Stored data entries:
——————
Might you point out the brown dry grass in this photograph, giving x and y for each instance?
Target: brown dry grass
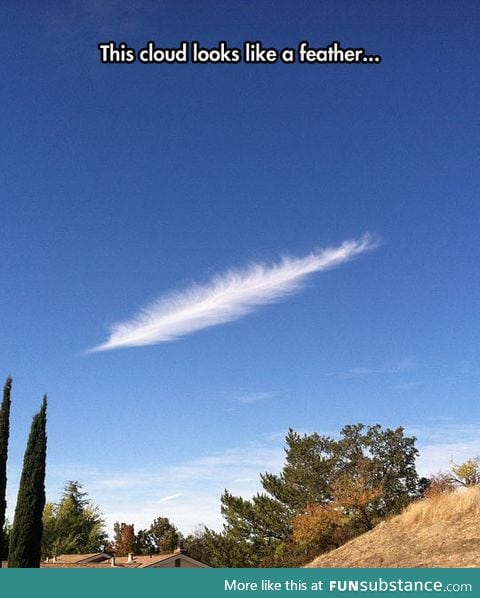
(442, 531)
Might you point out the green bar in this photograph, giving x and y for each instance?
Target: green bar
(213, 583)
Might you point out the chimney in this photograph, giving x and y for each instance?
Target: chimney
(179, 548)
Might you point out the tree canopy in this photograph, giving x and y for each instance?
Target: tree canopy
(26, 534)
(4, 435)
(328, 491)
(73, 525)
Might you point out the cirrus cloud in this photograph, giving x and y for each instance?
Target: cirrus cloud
(227, 297)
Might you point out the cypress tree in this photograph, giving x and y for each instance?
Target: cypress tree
(26, 535)
(4, 434)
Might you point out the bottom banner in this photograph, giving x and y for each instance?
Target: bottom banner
(215, 583)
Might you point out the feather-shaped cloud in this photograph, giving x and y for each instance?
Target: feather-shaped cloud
(226, 297)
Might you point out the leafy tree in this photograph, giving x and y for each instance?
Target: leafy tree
(73, 525)
(124, 539)
(217, 550)
(144, 543)
(26, 534)
(164, 534)
(4, 434)
(467, 474)
(360, 478)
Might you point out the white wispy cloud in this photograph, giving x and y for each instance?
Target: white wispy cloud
(227, 297)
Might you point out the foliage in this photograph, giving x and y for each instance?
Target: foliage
(144, 543)
(341, 487)
(468, 473)
(73, 525)
(7, 528)
(439, 483)
(124, 539)
(26, 534)
(4, 434)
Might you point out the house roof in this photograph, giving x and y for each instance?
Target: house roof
(143, 562)
(93, 557)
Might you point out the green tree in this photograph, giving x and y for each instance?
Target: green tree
(466, 474)
(26, 534)
(73, 525)
(144, 543)
(4, 434)
(368, 473)
(165, 535)
(124, 539)
(6, 540)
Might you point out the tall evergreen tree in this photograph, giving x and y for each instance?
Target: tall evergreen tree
(4, 434)
(26, 535)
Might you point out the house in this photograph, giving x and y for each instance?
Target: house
(103, 559)
(160, 561)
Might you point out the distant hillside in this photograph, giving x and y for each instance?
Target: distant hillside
(443, 531)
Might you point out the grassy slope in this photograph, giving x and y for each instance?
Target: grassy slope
(442, 531)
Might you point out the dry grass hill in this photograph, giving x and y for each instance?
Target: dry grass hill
(442, 531)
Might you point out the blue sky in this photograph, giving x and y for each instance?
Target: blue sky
(123, 184)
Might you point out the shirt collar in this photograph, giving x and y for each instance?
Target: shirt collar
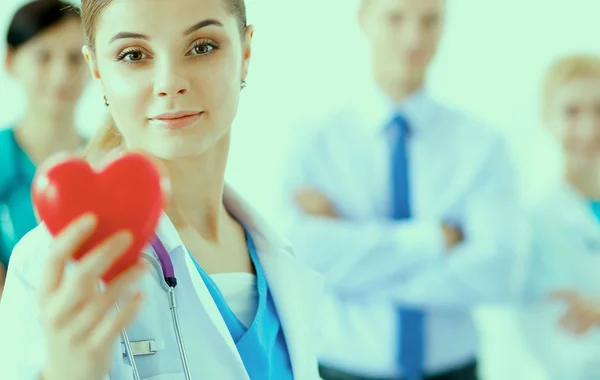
(380, 109)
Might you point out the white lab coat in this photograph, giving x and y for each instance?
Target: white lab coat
(211, 351)
(565, 254)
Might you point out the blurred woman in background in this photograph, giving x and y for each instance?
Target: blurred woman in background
(43, 55)
(561, 330)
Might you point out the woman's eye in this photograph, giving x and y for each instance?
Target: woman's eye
(202, 49)
(134, 56)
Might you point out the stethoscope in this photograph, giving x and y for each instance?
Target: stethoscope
(165, 265)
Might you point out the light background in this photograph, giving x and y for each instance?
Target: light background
(306, 59)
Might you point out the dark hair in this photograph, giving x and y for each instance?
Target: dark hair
(36, 17)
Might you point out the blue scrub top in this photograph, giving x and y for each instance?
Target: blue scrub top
(595, 206)
(261, 346)
(17, 217)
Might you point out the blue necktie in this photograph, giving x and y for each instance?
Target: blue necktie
(410, 320)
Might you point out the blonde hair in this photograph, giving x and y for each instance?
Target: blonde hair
(565, 70)
(108, 136)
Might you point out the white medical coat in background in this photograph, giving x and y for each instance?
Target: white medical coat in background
(565, 255)
(210, 349)
(460, 172)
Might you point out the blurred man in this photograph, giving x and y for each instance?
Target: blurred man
(410, 210)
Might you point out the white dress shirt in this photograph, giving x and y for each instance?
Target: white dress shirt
(460, 173)
(565, 255)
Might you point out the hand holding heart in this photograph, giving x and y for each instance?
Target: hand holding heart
(102, 220)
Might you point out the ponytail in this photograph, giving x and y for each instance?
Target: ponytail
(107, 139)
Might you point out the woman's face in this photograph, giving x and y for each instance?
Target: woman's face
(574, 118)
(171, 71)
(50, 67)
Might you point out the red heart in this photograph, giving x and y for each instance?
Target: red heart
(126, 194)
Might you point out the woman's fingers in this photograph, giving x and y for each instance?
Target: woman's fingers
(95, 310)
(84, 283)
(101, 258)
(104, 336)
(63, 248)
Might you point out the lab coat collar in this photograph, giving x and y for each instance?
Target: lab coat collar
(294, 287)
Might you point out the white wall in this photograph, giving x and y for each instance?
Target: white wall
(307, 53)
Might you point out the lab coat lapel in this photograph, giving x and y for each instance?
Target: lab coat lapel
(187, 272)
(295, 288)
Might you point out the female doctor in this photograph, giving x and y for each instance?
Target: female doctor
(564, 273)
(171, 72)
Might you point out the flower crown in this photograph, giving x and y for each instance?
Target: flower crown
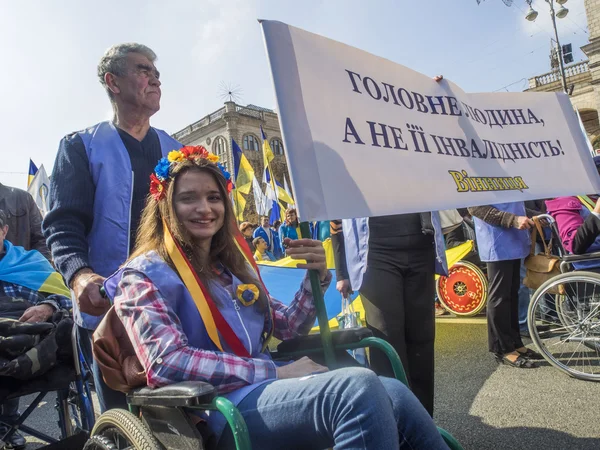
(159, 180)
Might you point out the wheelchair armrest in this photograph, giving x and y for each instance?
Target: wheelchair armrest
(313, 341)
(185, 393)
(579, 258)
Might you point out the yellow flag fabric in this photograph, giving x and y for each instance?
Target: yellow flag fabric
(239, 205)
(453, 255)
(587, 202)
(268, 155)
(284, 196)
(243, 171)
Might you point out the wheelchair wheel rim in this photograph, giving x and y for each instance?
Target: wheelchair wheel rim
(464, 291)
(566, 328)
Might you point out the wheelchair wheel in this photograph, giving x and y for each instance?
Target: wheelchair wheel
(119, 429)
(464, 291)
(565, 326)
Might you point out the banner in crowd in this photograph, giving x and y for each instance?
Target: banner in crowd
(39, 188)
(365, 136)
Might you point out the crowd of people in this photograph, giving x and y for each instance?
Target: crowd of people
(149, 220)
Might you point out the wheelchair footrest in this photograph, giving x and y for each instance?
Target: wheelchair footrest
(313, 341)
(185, 393)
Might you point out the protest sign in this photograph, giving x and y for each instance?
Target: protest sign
(365, 136)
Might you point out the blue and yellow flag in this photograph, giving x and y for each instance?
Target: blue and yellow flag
(283, 195)
(243, 171)
(30, 269)
(32, 171)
——————
# REQUIRED WORK
The entries are to be transcribed in full. Their pictures are not.

# RESPONSE TO THE EXERCISE
Might you point out the brown dry grass in this photograph, giving x and y for each instance?
Target: brown dry grass
(442, 531)
Might you point out the green bar in this photograph, giving x and y for each instance?
Target: green bar
(213, 583)
Might you point out the chimney in this photograph, giving x and y for each instance?
Target: chimney
(179, 548)
Might you point out the tree canopy in this photograph, giving x and y for each instance?
Target: tree canopy
(26, 534)
(4, 435)
(328, 491)
(73, 525)
Might you point out the cirrus cloud in this photograph, giving x and y for each instance?
Target: cirrus cloud
(227, 297)
Might you point out the cypress tree in this photograph, giving x and y for each instance?
Target: cypress tree
(26, 535)
(4, 434)
Might you point out the bottom banner in this photograph, giving x and y for each instance?
Target: bottom banner
(215, 583)
Might you point out the feather-shaped cloud in this photograph, giving x and y for each instance?
Target: feather-shaped cloud
(226, 297)
Might you point out the leafy tree in this photograph, giving x and y for each instance?
Target: leafy tree
(73, 525)
(124, 539)
(217, 550)
(144, 543)
(26, 534)
(164, 534)
(4, 434)
(467, 474)
(360, 478)
Might you point out the white wispy cloud in this photograph, giving x and y for each instance?
Target: white wispy cloud
(227, 297)
Might you point out the foliage in this photograph, giving x and y for each instance?
Target: foliage
(144, 543)
(341, 487)
(468, 473)
(73, 525)
(7, 528)
(439, 483)
(124, 539)
(26, 534)
(4, 434)
Might you point out the house roof in this photograph, giving x and y for each instance?
Target: house roof
(143, 562)
(93, 557)
Might you point out the green tree in this photograph, giving x and y for each instance?
Target: green tree
(466, 474)
(26, 534)
(73, 525)
(144, 543)
(4, 434)
(368, 473)
(165, 535)
(124, 539)
(6, 540)
Might you point out the tall evergreen tree in this photograph, giving x and y for each instance?
Target: tall evergreen tree
(4, 434)
(26, 535)
Might you point out the house in this photograph, giving x and y for each instance?
Target: house
(103, 559)
(160, 561)
Might you point out the distant hillside in this photograph, giving x and y for each instance?
Target: distant hillside
(443, 531)
Might you point out the grassy slope in this photograph, giving x and y for each instance?
Target: grassy slope
(442, 531)
Might you point out the dry grass hill in this photograph, giving x and y for each instance?
Target: dry grass hill
(442, 531)
Might you point out the blue sky in this photograph, giving x and y for each instance?
Target: blue sky
(123, 184)
Might you point out the shirt collar in this photograph, giving x and y for each instance?
Target: shirt collar
(380, 109)
Might you point out the white lab coat in this photograph, giving x and y for each instance?
Target: white lab coat
(211, 351)
(565, 254)
Might you point out the blurred woman in background in this photograph, giving x and y for each instance?
Target: blurred woman in background
(43, 55)
(561, 330)
Might you point out the woman's eye in this photograph, giving x and y for each instance?
Target: woman's eye
(202, 49)
(134, 56)
Might you point out the stethoscope in this photograph, giving x and y for each instance?
Target: stethoscope
(165, 265)
Might you point out the light background in this photograph, giving x and y for each instance?
Target: light background
(306, 59)
Might you point out the dark hair in this photograph, giving x and y for each instance?
Target: dark hair
(36, 17)
Might you point out the blue scrub top in this photograph, giving x and y for each instance?
Target: blue scrub top
(595, 206)
(261, 346)
(17, 217)
Might you point out the blue necktie in this photograph, giving x and y for each instance?
Target: blue necktie
(410, 320)
Might you point out the blonde hair in this photograph, giving x and y for each instance?
Target: blonde hair
(565, 70)
(108, 136)
Might you point out the white medical coat in background in this photograph, giving x and y for each instance?
Target: white medical coat in background
(565, 255)
(210, 349)
(460, 172)
Might you point out the blurred man in this photograph, giving x and y for each instance?
Target: blurred man
(410, 210)
Might you point out the white dress shirt in this photograph, giving x and y for each instance?
Target: white dress shirt
(460, 173)
(565, 255)
Might you point out the hand holding heart in this photograph, giving x and y for each instance?
Target: hand holding heart
(102, 220)
Might you point out the ponytail in this photograph, giving x and y for each instance?
Target: ponytail
(107, 139)
Might you point out the woman's face in this photograph, giving x and y for each instance?
Target: woman's face
(574, 118)
(171, 71)
(50, 67)
Might you point out the red heart in this photograph, giving x and y for each instance?
Target: red heart
(126, 194)
Might you point out the woman's fingers in this photograph, giving x and y for each instance?
Target: woman's fingers
(95, 310)
(84, 283)
(101, 258)
(104, 336)
(63, 248)
Might you point out the lab coat collar in this photograph, giving x and y for each instance?
Target: lab coat collar
(294, 287)
Might you point out the white wall in this photograph, giving x and y for each instance?
Target: white wall
(307, 53)
Might you point out the lab coat lapel in this photograph, giving x and y for each instance?
Target: lab coat lapel
(187, 272)
(295, 288)
Might you point out the female doctor in this photograph, giving x and y for each instance?
Target: female doctor
(564, 273)
(171, 72)
Might you point out the flower crown in this photograph, giving x and y for each instance?
Target: flower crown
(159, 180)
Might you point out the wheelchair armrest in this photograph, giving x and y for each instance?
Target: wheelchair armrest
(313, 341)
(185, 393)
(579, 258)
Might you point out the yellow flag fabric in this photograph, giving x and y for each instance?
Target: yellow flag fabric
(239, 205)
(453, 255)
(587, 202)
(268, 155)
(284, 196)
(243, 171)
Might you point out the wheelchair wheel rim in this photograph, giving x and y for each instance?
Target: wheelchair wheel rim
(464, 291)
(566, 328)
Might you point out the wheelchair wheel in this photograph, giving x and y for each instance?
Target: wheelchair wheel
(119, 429)
(464, 291)
(565, 326)
Might you point out the banner in crowd in this photograph, giving x and y for each instance?
Target: banner in crowd
(39, 188)
(365, 136)
Might you point out the crowd of people in this photograph, giving x and y for each instance?
Target: crowd of people
(149, 220)
Might you point out the wheelchair footrest in this photograph, giving x and y for each instance?
Target: wheelchair footrest
(313, 341)
(185, 393)
Might you point out the protest sign in this photograph, giving x and y for each instance?
Target: protest sign
(365, 136)
Might you point out the blue and yellow flag in this photograph, giving x and y for each instance?
Target: blue and yellow flag
(283, 195)
(243, 171)
(30, 269)
(32, 171)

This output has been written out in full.